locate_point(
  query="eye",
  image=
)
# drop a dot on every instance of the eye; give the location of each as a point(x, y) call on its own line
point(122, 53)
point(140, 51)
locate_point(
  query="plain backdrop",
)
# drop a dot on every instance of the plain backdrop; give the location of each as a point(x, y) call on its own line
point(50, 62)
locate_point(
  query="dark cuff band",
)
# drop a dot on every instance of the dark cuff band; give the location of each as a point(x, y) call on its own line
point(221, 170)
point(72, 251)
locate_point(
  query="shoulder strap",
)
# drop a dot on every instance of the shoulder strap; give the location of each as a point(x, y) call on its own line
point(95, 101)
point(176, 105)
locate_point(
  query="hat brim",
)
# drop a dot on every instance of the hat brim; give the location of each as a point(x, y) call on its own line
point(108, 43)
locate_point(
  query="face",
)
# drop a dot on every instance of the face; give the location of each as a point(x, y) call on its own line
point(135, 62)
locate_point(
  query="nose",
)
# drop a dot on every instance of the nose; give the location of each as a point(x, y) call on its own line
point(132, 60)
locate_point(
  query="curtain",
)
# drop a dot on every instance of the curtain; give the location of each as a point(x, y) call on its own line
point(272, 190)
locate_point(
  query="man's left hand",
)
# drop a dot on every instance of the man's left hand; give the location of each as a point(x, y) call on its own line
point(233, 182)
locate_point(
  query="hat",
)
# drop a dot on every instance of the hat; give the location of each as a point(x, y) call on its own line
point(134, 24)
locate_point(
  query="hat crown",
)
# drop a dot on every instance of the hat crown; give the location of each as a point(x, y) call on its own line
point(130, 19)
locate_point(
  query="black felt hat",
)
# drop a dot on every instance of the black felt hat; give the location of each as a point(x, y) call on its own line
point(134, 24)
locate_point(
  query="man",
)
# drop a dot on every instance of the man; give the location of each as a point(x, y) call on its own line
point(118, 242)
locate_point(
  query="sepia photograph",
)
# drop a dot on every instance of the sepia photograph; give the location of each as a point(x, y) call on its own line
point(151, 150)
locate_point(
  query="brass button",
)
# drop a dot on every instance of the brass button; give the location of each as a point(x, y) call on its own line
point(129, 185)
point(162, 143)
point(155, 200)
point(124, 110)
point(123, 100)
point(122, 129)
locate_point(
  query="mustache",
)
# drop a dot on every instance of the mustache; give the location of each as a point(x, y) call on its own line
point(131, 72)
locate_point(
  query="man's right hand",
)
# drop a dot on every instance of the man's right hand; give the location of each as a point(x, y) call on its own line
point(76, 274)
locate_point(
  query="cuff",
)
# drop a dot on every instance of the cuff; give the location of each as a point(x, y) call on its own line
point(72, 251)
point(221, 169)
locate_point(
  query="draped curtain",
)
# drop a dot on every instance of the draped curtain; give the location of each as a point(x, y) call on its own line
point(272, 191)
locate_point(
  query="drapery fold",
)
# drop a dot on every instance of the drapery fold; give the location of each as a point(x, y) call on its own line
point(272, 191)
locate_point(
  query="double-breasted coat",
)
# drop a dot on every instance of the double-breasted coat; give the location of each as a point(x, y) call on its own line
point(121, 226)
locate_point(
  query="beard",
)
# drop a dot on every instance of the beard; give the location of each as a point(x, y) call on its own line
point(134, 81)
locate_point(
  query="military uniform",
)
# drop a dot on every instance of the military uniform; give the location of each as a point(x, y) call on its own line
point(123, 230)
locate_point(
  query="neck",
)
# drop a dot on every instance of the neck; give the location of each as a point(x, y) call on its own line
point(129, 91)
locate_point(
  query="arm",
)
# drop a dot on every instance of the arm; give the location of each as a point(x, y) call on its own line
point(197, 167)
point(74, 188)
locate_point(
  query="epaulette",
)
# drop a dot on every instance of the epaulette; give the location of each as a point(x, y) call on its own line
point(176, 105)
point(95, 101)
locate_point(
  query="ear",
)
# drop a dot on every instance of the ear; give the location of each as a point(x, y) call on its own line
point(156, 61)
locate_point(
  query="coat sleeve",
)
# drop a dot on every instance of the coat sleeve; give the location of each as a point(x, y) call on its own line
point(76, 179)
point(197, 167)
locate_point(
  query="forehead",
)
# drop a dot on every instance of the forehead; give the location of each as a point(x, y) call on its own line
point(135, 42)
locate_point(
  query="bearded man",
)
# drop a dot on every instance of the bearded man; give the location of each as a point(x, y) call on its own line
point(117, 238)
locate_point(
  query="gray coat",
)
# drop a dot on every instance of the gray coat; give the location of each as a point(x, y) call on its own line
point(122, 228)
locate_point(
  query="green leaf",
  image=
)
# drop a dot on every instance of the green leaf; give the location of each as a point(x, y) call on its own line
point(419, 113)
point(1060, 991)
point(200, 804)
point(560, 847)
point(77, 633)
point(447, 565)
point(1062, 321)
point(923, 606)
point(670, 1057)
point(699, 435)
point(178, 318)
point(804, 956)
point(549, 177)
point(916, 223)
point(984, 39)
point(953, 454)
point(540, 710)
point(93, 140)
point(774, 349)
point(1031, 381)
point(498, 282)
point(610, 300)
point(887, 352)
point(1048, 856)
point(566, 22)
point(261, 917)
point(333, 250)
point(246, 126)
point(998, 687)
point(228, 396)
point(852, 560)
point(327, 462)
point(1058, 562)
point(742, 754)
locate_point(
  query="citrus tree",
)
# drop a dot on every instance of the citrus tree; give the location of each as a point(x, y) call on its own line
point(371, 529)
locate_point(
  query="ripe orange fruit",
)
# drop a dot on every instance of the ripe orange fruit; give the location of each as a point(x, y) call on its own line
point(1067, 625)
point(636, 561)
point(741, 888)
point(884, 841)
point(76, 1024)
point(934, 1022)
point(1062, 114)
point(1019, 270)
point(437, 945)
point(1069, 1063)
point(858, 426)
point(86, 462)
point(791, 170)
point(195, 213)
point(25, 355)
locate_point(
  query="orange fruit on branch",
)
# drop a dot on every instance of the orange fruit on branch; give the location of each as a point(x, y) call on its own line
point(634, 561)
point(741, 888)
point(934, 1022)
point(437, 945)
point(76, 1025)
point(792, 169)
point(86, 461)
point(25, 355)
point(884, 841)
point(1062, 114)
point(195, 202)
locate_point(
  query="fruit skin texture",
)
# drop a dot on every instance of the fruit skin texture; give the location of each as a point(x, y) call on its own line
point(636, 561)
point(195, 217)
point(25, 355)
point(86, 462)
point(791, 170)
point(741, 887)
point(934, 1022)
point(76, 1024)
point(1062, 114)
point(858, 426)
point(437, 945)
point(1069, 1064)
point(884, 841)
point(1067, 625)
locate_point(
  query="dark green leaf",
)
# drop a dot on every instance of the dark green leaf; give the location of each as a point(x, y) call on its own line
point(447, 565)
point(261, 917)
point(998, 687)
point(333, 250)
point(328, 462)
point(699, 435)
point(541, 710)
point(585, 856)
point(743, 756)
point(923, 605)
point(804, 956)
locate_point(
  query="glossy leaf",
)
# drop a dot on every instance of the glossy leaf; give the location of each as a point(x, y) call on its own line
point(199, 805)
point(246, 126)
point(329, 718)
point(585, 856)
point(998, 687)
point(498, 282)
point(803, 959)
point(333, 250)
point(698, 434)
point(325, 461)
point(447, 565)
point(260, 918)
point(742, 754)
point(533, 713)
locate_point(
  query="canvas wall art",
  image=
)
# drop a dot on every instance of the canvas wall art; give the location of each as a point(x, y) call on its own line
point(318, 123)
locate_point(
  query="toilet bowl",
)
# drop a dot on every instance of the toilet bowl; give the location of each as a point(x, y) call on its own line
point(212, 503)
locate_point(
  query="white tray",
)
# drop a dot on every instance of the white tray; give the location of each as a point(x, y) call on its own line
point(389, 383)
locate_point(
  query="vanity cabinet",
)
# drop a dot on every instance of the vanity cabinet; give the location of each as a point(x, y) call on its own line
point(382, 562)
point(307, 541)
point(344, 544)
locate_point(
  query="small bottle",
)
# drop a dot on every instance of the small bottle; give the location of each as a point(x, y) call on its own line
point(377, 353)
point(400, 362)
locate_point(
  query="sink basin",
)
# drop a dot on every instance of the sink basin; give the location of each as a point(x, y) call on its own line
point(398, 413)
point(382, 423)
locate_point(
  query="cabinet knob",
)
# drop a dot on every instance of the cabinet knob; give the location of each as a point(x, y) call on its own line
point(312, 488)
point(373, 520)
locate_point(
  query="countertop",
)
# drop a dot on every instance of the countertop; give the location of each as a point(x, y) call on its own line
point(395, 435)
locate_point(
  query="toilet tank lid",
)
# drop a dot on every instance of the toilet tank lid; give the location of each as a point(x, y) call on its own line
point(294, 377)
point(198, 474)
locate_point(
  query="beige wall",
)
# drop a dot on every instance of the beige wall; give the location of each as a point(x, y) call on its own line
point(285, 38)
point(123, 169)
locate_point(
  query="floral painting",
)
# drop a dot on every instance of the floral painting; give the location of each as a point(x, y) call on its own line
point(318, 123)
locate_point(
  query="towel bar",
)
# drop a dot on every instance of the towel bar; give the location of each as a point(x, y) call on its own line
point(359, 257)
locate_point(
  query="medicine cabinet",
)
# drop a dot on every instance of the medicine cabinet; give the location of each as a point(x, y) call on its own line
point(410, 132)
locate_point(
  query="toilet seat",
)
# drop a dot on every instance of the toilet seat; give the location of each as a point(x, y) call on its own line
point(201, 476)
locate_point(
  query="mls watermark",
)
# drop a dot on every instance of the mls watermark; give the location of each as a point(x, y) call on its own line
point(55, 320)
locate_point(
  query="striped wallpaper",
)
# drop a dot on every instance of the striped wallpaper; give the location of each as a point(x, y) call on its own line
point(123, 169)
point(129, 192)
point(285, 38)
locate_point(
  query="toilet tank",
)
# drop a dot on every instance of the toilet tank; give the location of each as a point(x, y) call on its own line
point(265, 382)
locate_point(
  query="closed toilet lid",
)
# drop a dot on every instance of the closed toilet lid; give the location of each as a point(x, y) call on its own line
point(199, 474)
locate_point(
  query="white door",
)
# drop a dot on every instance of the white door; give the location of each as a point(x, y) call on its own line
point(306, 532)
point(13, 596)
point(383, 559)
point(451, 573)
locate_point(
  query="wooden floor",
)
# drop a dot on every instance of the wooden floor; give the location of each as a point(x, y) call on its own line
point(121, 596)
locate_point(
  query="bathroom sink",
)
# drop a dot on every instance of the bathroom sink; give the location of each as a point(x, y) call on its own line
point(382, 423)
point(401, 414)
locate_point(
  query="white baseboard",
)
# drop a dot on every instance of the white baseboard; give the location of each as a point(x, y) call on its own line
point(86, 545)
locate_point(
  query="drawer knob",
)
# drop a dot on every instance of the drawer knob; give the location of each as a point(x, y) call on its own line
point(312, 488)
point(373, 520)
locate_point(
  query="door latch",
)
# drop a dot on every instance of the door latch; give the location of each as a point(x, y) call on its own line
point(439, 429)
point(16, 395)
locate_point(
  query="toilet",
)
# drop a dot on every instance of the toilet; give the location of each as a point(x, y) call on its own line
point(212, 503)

◇ ◇ ◇ ◇

**課題:**
項目の冒頭から始まり「point(50, 62)」を含む行で終わる部分を、「plain backdrop」を「blank background」に入れ替えたうえで、ほかは一切変えずに書き直してください。

**以下が解答:**
locate_point(
  query="eye",
  image=
)
# drop a dot on every instance of the eye; give the location of each as a point(x, y) call on its own line
point(122, 53)
point(140, 51)
locate_point(
  query="blank background",
)
# drop a dot on every instance of the blank background; give the location of each as a point(x, y) call on its own line
point(50, 62)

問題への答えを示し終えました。